(SOURCE RECORDS)

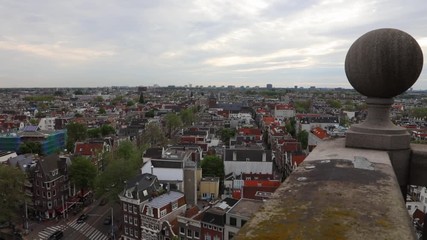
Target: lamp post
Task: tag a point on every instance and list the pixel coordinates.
(112, 224)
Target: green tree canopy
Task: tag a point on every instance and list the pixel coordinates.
(75, 132)
(291, 126)
(12, 193)
(302, 106)
(154, 135)
(107, 130)
(102, 111)
(334, 103)
(225, 134)
(187, 116)
(302, 137)
(173, 122)
(122, 164)
(94, 133)
(418, 112)
(212, 165)
(31, 147)
(83, 173)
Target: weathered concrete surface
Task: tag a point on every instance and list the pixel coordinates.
(418, 165)
(337, 193)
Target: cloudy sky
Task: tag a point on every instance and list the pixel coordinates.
(80, 43)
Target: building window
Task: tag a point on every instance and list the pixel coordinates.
(150, 211)
(174, 205)
(163, 213)
(233, 221)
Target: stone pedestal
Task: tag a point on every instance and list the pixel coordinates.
(377, 131)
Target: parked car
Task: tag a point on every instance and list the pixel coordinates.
(103, 201)
(107, 220)
(56, 235)
(82, 218)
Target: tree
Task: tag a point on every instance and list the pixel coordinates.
(212, 165)
(94, 133)
(302, 106)
(334, 103)
(418, 112)
(187, 116)
(12, 193)
(83, 173)
(102, 111)
(225, 134)
(31, 147)
(75, 132)
(173, 122)
(141, 98)
(130, 103)
(107, 130)
(302, 137)
(122, 164)
(154, 135)
(290, 126)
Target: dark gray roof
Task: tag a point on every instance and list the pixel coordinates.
(137, 185)
(166, 164)
(215, 216)
(48, 164)
(252, 155)
(153, 153)
(21, 160)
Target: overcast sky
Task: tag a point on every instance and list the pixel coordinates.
(80, 43)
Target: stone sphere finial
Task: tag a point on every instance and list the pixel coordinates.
(383, 63)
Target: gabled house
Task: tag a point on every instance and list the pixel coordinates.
(94, 151)
(248, 160)
(163, 208)
(136, 194)
(238, 215)
(51, 186)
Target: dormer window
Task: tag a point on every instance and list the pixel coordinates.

(End SOURCE RECORDS)

• **ABOUT THIS EXERCISE**
Write the records out again exactly as shown above, keeping no pictures.

• **OUTPUT**
Target: lamp post
Task: tag a point on every instance and list the pixel coordinates.
(112, 224)
Target: green tree canopy
Task: tag a point on every instance and list the pixel coordinates.
(75, 132)
(291, 126)
(12, 193)
(302, 106)
(154, 135)
(107, 130)
(102, 111)
(334, 103)
(225, 134)
(187, 116)
(302, 137)
(173, 122)
(122, 164)
(94, 133)
(418, 112)
(212, 165)
(31, 147)
(83, 173)
Target: weathered concrete surface
Task: tag a point on every instance and list the pixel coordinates.
(418, 165)
(337, 193)
Target: cloudy sky
Task: tag a point on every instance and list the pixel coordinates.
(80, 43)
Target: building window
Task: tag a point on every instance and list the pixel coordinates.
(150, 211)
(174, 205)
(163, 213)
(233, 221)
Target: stone pedestal
Task: tag a point on every instance and list the pixel coordinates.
(377, 131)
Target: parked car
Task: tag a point on every instance and list the pixel coordinates.
(103, 201)
(107, 220)
(56, 235)
(82, 218)
Target: tree
Task: tag a point on every instance and list the pixel coordinates.
(212, 165)
(94, 133)
(302, 106)
(334, 103)
(418, 112)
(187, 116)
(12, 193)
(83, 173)
(102, 111)
(225, 134)
(31, 147)
(75, 132)
(173, 122)
(141, 98)
(130, 103)
(107, 130)
(302, 137)
(122, 164)
(154, 135)
(290, 126)
Target: dark gray roof
Task: tag a point on every instance and list the pixel coordinates.
(137, 185)
(166, 164)
(215, 216)
(48, 164)
(252, 155)
(153, 153)
(21, 160)
Target: overcast sky
Task: tag a point on every instance and list the pixel coordinates.
(80, 43)
Target: stone sphere finial
Task: tag a point on every instance and list the pixel coordinates.
(383, 63)
Target: gabled house
Task: tag a point on every instance and list the pixel coordinates.
(94, 151)
(248, 160)
(163, 208)
(136, 194)
(238, 215)
(51, 186)
Target: dormer window
Task: tag a point on every instance and list the pixel coordinates.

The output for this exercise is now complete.